> Aufgaben:
(1) Nenne alle Stellen im Saal, an denen laut dem Artikel über den IMAX-Sound Lautsprecher montiert sind.
(2) Schreib den Artikel über den IMAX-Sound im Kino nach seinem letzten Satz weiter.

> Textauszug:
Wenn der 3D-Sound im Kino lauter ist als im Club
„Ich besuche die IMAX-Kinos in den Cineplexx deswegen nicht mehr, weil ich regelmäßig Gehörschäden davon ziehe“, schreibt ein futurezone-Leser in einem Kommentar. „Abartig, wie laut die aufdrehen. Als würde das das Erlebnis verbessern“, ein anderer. Bereits bei der Filmvorschau für den kommenden Blockbuster „ Everest“ lassen sich diese beiden Kommentare gut nachvollziehen. Das erste, das mir in den Sinn kommt, ist: „Tinnitus-Alarm!“ Es ist eigentlich lauter als in vielen Wiener Clubs.
„Noch kraftvoller und präziser“ verspricht der Werbetext für das neue IMAX Immersive-Sounderlebnis, das seit kurzem in zwei IMAX-Kinosälen in Österreich verfügbar ist. Neben dem Cineplexx Graz ist das Apollo Kino Wien eine der beiden Locations, die mit dem neuen IMAX-Soundsystem ausgestattet worden sind. Das Besondere daran: Hinter der 140 Quadratmeter großen Bildwand sind, ebenso wie an den Seitenwänden des Saals sowie an Decke insgesamt sieben Lautsprecher montiert. Die Deckenlautsprecher sollen dabei über den Köpfen der Kino-Besucher schweben – optisch sichtbar sind sie im IMAX-Saal des Apollo Kinos jedoch nicht.
Laut alleine reicht nicht
„Ein perfektes 360 Grad Sounderlebnis“ wird den IMAX-Kinobesuchern im Werbetext versprochen. Doch kann dieses Versprechen auch gehalten werden? Laut alleine ist ja durchaus noch kein Kriterium für „guten Sound“. Während das Gefühl bei den Filmvorschauen, dass es einfach viel zu laut ist, um gut zu klingen, überwiegt, ändert sich das beim Filmstart von „Mission Impossible 5“ jedoch schlagartig. Die Lautstärke normalisiert sich auf ein durchaus erträgliches, sogar angenehmes Level - ist aber noch immer genauso laut wie im Club.
Dies zeigt sehr deutlich gleich vorne weg: Es lässt sich nicht generalisiert beurteilen, wie gut die Immersive-Soundtechnik im Allgemeinen ist, sondern nur, wie gut einzelne Filme für diese optimiert worden und wie gut die einzelnen Filme soundtechnisch abgemischt sind. Im Fall von „Mission Impossible 5“, dem Blockbuster rund um den Topspion Ethan Hunt (gespielt von Tom Cruise), ist die Optimierung des Sounds für die 3D-Umgebung durchaus als gelungen zu bezeichnen, allerdings mit dem Abstrich, dass sie nur bei einigen wenigen Szenen wirklich gut zur Geltung kommt.

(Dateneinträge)
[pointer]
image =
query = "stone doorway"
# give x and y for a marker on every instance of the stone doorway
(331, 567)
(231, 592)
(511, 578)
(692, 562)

> Antworten je Aufgabe:
(1)
- hinter der 140 Quadratmeter großen Bildwand
- an den Seitenwänden des Saals
- an der Decke

(2)
Spannung wird erhöht
Gleich bei der ersten Action-Szene zu Beginn des Films, bei der Cruise außen an der Tür eines Airbus A400 hängt, während das Flugzeug bereits abhebt, verstärkt durch den geschickten Einsatz der sieben Lautsprecher den Gänsehauteffekt. Man hat tatsächlich das Gefühl, dass das Flugzeug über den Köpfen der Kino-Besucher schwebt. Die verschiedenen Geräusche kommen aus unterschiedlichen Ecken, was wiederum die Spannung der Szene erhöht. Denn: Abseits des spektakulären Stunts kann diese Szene relativ wenig und ist eher eine der langweiligen in dem sonst sehr spannenden, mit vielen kleinen Pointen ausgestatteten Geheimdienst-Thriller.
Eine weitere Szene, bei der der „Immersive“-Sound gut zur Geltung kommt, ist relativ am Schluss des Films platziert: Die Verfolgungsjagd in Casablanca, bei der Autos und Motorräder zum Einsatz kommen. Hier ist nicht nur Cruise ganz in seinem Element, sondern auch der Sounddesigner – und der Mensch, der den Film für den 3D-Sound „Immersive“ optimiert hat, hat sich auch ordentlich ausgetobt. Bei der Ralley zahlen sich die Lautsprecher, die über den Köpfen der Kinobesucher montiert sind und den Sound von hinten nach vorne transportieren, wirklich aus.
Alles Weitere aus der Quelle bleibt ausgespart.